§ **Task instructions**
A. Using the Palmyra news report, explain why ISIL's capture of Palmyra in May raised fears for the city's heritage. Answer in one to three sentences.
B. Reproduce the part of the Palmyra news report that opens with the words containing "ISIL Blows up" and closes with "the city’s museum.".
C. Carry on the Palmyra news report, starting after its last sentence.

§ **Study text**
ISIL Blows up Temple in Syria’s Palmyra
Terrorists of the Takfiri group, ISIL (so-called Islamic State in Iraq and Levant) blew up on Sunday the ancient temple of Baal Shamin in the UNESCO-listed Syrian city of Palmyra, an official said, the latest in a series of cultural relics to be destroyed by the jihadist group.
Famed for well-preserved Greco-Roman ruins, Palmyra was seized by the Takfiris in May, fuelling fears that ISIL might destroy its priceless heritage as it had done in other parts of Syria and Iraq.
ISIL destroys temple in PalmyraUntil Sunday, most of Palmyra’s most famous sites had been left intact, though there were reports ISIL had mined them and the group reportedly destroyed a famous statue of a lion outside the city’s museum.

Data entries
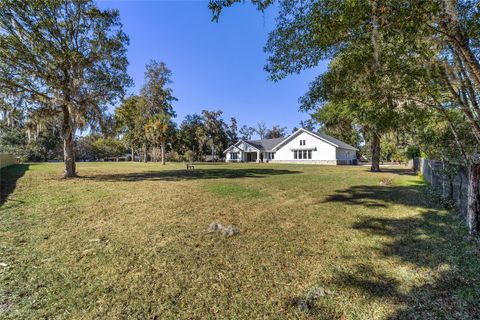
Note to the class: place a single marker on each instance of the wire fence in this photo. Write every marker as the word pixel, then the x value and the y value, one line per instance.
pixel 449 180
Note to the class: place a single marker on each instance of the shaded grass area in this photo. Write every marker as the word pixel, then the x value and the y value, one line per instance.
pixel 129 241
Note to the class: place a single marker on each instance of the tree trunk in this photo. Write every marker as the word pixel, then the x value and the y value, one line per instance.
pixel 163 153
pixel 68 145
pixel 473 199
pixel 375 148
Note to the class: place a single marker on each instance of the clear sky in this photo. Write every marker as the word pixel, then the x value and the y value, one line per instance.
pixel 215 65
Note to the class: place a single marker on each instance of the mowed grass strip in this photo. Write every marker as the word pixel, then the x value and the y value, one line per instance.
pixel 233 190
pixel 130 240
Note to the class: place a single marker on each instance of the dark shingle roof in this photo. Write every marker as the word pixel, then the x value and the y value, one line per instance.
pixel 339 143
pixel 265 144
pixel 269 144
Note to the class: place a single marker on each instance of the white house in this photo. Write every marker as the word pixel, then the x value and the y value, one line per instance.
pixel 302 146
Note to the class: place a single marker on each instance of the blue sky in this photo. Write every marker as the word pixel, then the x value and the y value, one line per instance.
pixel 215 65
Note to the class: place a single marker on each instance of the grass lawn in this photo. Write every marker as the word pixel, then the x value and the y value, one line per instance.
pixel 130 240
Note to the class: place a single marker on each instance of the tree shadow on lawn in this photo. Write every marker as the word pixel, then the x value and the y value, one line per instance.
pixel 434 241
pixel 8 180
pixel 178 175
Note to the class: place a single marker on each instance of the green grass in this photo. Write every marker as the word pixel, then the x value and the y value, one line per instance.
pixel 130 240
pixel 232 190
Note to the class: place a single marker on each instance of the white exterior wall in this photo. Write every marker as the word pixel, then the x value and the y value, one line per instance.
pixel 345 154
pixel 324 151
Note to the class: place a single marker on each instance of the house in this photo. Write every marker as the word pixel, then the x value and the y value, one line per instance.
pixel 302 146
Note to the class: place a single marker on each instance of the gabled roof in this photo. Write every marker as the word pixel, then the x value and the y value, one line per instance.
pixel 245 141
pixel 265 144
pixel 328 139
pixel 338 143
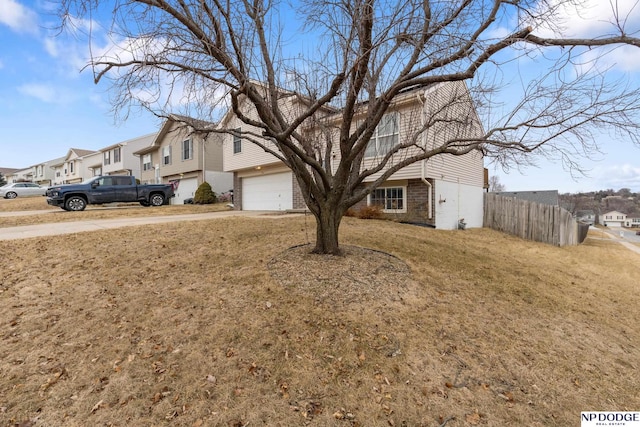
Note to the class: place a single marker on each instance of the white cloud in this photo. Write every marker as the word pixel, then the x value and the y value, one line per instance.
pixel 599 17
pixel 40 91
pixel 18 17
pixel 619 176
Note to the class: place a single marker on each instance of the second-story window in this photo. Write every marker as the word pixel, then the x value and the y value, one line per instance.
pixel 166 155
pixel 146 162
pixel 187 149
pixel 237 142
pixel 385 137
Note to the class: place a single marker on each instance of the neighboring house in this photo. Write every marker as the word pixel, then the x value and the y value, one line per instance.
pixel 179 156
pixel 545 197
pixel 118 159
pixel 613 219
pixel 7 172
pixel 439 192
pixel 20 175
pixel 586 216
pixel 632 222
pixel 73 168
pixel 43 173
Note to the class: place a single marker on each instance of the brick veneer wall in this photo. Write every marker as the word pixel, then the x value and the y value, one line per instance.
pixel 417 206
pixel 237 192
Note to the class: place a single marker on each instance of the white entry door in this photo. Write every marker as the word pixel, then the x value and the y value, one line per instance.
pixel 186 189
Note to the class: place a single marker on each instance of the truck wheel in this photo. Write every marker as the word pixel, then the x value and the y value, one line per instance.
pixel 157 199
pixel 75 203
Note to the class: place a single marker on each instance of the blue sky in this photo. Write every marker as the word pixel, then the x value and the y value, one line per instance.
pixel 48 105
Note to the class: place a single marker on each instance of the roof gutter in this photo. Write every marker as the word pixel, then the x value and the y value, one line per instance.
pixel 423 169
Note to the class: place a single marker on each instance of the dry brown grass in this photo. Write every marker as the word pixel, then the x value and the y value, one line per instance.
pixel 219 323
pixel 41 213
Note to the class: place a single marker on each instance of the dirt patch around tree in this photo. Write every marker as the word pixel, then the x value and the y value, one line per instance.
pixel 360 275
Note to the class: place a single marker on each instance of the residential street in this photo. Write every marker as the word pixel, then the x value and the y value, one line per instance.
pixel 58 228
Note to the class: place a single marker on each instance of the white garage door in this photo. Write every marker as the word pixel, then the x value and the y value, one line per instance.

§ **Results by task**
A. People feared ISIL might destroy Palmyra's priceless heritage because the group had already done so in other parts of Syria and Iraq.

B.
ISIL Blows up Temple in Syria’s Palmyra
Terrorists of the Takfiri group, ISIL (so-called Islamic State in Iraq and Levant) blew up on Sunday the ancient temple of Baal Shamin in the UNESCO-listed Syrian city of Palmyra, an official said, the latest in a series of cultural relics to be destroyed by the jihadist group.
Famed for well-preserved Greco-Roman ruins, Palmyra was seized by the Takfiris in May, fuelling fears that ISIL might destroy its priceless heritage as it had done in other parts of Syria and Iraq.
ISIL destroys temple in PalmyraUntil Sunday, most of Palmyra’s most famous sites had been left intact, though there were reports ISIL had mined them and the group reportedly destroyed a famous statue of a lion outside the city’s museum.

C.
“Daesh placed a large quantity of explosives in the temple of Baal Shamin today and then blew it up causing much damage to the temple,” Syria’s antiquities chief Maamoun Abdulkarim told AFP, using another name for ISIL.
“The cella (inner area of the temple) was destroyed and the columns around collapsed,” he said.
The Syrian Observatory for Human Rights, a Britain-based group, confirmed the destruction of the temple.
ISIL captured Palmyra on May 21, sparking international concern about the fate of the heritage site described by UNESCO as of “outstanding universal value”.
Baal Shamin was built in 17 AD and it was expanded under the reign of Roman emperor Hadrian in 130 AD.
Known as the “Pearl of the desert”, Palmyra, which means City of Palms, is a well-preserved oasis 210 kilometers northeast of Damascus.